→ TASK STATEMENT
Every line of the following records that includes "gray" should be copied.

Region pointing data

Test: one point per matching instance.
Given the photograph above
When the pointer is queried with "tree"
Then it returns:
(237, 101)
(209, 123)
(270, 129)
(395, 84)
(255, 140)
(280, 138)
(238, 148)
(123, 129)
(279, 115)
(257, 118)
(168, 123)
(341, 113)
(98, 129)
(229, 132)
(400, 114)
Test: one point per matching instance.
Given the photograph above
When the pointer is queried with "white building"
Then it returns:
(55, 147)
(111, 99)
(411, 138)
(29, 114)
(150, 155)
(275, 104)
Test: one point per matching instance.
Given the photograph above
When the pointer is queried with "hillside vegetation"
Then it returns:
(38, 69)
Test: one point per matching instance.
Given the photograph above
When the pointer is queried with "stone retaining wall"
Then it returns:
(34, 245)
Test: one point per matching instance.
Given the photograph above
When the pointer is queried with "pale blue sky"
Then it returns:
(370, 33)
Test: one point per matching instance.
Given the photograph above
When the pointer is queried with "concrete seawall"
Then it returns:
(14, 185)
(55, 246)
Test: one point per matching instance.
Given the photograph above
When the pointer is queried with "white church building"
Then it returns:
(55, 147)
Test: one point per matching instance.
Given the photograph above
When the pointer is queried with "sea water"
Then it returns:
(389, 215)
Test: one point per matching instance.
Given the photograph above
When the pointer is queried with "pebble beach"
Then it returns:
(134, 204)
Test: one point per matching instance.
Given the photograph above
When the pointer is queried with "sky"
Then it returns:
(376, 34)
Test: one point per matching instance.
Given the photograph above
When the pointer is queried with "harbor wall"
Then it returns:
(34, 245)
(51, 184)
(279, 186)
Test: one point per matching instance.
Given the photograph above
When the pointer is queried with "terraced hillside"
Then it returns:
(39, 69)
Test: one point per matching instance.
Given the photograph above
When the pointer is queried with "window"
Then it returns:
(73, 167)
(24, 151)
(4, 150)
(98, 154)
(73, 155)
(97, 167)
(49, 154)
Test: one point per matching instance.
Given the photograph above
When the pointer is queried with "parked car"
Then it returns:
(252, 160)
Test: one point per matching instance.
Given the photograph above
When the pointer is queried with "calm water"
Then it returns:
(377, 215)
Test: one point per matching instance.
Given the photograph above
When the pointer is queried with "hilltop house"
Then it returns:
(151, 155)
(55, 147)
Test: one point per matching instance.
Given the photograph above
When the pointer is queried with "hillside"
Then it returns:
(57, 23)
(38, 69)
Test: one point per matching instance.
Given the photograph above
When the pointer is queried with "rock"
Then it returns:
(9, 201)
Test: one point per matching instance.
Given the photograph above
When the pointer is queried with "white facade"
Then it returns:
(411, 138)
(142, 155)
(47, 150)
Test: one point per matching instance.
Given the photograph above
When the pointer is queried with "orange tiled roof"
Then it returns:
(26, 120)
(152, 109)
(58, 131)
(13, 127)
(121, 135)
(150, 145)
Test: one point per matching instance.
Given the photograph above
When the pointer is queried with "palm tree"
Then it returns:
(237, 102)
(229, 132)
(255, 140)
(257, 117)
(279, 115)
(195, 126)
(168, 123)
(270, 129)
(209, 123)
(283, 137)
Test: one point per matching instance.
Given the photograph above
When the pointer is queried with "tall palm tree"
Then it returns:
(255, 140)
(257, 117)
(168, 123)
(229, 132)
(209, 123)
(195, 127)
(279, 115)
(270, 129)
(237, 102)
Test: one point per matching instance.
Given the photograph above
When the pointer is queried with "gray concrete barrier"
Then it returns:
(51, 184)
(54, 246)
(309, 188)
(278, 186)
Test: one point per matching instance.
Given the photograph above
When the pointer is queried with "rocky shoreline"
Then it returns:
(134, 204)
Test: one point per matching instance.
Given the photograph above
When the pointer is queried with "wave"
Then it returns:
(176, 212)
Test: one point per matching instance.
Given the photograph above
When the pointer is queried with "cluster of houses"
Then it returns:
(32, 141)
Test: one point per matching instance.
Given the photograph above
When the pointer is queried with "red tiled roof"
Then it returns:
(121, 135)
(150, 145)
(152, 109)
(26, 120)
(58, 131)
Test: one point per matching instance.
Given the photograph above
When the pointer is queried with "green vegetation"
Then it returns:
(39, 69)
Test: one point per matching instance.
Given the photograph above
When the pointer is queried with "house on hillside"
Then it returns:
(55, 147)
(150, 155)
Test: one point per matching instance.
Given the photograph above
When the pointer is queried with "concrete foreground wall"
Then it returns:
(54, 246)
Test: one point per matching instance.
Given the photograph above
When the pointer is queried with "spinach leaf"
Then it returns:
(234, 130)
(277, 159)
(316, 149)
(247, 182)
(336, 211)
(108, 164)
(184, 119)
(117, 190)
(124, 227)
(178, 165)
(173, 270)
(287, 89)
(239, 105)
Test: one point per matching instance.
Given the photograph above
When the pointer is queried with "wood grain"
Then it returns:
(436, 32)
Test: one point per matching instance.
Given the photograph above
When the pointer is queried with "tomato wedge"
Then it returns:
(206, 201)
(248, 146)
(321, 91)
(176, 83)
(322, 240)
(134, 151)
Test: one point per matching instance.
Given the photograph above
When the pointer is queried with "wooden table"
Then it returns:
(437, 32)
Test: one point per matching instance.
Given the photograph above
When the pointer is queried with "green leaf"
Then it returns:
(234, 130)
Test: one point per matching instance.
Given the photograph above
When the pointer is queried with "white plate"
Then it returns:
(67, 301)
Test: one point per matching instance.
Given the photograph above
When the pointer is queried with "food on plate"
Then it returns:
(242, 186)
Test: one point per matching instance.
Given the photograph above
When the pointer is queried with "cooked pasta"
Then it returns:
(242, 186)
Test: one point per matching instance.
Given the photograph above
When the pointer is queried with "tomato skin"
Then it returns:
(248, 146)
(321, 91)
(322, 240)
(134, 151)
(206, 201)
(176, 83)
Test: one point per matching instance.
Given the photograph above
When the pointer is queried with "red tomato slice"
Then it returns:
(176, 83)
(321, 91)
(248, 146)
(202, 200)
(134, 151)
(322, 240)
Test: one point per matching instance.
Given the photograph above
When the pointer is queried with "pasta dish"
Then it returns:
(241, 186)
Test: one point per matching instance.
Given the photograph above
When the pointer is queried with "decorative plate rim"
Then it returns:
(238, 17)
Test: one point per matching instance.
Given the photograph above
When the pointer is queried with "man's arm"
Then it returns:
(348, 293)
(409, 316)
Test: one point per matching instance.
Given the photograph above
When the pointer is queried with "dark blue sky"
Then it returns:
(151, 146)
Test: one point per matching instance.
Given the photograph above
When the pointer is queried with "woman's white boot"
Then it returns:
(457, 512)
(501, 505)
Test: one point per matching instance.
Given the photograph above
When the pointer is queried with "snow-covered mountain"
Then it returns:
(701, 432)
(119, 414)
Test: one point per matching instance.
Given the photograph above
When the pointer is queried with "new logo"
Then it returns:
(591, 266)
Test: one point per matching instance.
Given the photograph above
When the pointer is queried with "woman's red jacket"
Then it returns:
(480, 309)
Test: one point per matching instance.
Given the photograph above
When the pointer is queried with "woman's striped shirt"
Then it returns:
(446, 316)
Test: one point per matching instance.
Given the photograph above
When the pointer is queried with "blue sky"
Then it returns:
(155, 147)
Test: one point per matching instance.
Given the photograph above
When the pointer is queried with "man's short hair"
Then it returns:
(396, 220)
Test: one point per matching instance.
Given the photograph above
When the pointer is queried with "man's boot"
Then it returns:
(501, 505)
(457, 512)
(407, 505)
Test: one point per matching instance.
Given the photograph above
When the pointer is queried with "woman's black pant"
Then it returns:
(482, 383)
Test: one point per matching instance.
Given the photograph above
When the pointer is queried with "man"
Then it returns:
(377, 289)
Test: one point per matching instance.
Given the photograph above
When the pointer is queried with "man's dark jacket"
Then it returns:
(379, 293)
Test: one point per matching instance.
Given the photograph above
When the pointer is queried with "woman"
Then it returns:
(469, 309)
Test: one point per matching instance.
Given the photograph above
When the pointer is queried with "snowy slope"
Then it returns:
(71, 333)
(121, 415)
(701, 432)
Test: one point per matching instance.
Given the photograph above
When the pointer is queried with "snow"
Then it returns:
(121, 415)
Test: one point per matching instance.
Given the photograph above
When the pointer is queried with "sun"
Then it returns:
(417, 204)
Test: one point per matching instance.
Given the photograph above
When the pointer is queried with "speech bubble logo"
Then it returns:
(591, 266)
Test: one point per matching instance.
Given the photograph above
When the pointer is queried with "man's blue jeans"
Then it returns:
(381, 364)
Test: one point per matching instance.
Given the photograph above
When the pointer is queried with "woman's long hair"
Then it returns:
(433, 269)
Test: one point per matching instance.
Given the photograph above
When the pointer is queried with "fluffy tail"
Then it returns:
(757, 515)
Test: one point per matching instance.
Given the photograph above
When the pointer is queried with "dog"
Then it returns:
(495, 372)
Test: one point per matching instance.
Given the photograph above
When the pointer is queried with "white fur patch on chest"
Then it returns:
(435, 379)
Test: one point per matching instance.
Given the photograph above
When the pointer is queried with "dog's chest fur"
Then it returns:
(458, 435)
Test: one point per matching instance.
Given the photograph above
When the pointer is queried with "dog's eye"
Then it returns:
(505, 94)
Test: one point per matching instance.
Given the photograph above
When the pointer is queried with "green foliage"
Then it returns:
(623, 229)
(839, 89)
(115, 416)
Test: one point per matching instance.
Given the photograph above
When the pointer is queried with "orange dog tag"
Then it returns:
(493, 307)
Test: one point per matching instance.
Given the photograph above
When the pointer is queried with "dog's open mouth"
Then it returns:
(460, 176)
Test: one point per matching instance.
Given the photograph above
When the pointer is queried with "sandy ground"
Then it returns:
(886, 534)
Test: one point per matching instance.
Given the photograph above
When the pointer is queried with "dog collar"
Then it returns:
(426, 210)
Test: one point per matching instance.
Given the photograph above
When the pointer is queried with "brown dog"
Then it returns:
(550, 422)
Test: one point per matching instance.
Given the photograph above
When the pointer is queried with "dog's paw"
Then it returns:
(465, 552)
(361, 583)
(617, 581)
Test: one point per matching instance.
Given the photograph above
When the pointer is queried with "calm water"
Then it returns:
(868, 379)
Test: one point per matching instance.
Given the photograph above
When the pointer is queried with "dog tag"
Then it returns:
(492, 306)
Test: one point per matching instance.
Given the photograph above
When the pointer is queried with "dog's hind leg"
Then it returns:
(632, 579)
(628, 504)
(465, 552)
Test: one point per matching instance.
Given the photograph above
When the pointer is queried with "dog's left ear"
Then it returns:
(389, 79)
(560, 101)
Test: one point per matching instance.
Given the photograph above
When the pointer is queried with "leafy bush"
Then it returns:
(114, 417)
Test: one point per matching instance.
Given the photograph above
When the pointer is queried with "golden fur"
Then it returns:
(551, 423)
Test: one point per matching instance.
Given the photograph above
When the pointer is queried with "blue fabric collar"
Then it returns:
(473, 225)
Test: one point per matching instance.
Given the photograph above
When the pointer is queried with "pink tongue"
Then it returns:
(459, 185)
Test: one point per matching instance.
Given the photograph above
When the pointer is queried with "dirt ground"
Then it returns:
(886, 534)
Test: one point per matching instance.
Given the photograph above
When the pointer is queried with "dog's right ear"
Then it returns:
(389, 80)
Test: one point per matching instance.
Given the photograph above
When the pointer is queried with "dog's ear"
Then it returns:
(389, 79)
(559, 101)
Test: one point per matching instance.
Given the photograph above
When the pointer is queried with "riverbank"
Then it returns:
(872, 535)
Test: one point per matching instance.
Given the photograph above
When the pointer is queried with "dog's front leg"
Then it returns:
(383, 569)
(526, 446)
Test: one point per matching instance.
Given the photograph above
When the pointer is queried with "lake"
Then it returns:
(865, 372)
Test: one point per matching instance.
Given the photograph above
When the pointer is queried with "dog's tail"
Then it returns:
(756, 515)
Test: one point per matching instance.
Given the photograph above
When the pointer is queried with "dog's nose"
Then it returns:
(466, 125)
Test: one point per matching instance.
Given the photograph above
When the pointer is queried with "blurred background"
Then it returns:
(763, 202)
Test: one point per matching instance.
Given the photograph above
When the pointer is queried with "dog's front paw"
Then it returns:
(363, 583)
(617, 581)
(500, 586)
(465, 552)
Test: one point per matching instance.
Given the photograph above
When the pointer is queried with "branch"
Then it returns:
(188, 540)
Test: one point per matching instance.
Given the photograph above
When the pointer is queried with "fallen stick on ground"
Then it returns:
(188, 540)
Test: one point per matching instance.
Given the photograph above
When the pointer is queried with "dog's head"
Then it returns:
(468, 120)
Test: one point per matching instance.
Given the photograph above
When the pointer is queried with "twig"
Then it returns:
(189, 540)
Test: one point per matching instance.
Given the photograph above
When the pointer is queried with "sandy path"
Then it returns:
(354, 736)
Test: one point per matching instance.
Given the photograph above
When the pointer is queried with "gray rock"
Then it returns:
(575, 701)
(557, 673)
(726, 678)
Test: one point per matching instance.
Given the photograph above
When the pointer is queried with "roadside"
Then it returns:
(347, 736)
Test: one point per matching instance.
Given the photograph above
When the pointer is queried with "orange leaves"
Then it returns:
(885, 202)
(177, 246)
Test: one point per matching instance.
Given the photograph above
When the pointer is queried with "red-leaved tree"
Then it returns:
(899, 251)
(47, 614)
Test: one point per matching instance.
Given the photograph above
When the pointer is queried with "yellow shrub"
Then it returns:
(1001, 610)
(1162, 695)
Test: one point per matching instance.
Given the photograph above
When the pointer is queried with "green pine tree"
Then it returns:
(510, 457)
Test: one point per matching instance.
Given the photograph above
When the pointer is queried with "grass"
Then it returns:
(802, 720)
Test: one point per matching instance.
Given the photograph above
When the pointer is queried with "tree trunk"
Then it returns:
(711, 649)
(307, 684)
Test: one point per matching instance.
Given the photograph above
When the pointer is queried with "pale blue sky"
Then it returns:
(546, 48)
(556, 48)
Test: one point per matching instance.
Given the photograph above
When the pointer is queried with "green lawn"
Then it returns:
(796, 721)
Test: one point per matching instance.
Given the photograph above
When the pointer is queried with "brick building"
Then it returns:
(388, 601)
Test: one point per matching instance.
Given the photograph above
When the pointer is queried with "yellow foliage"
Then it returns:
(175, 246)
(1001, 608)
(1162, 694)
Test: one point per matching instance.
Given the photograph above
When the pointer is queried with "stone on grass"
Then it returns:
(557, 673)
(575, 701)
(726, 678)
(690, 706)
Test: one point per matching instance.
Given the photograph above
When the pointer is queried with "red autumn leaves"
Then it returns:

→ RESPONSE TO THE TASK
When the pointer is queried with "gray concrete barrier"
When the pointer is queried with "gray rock"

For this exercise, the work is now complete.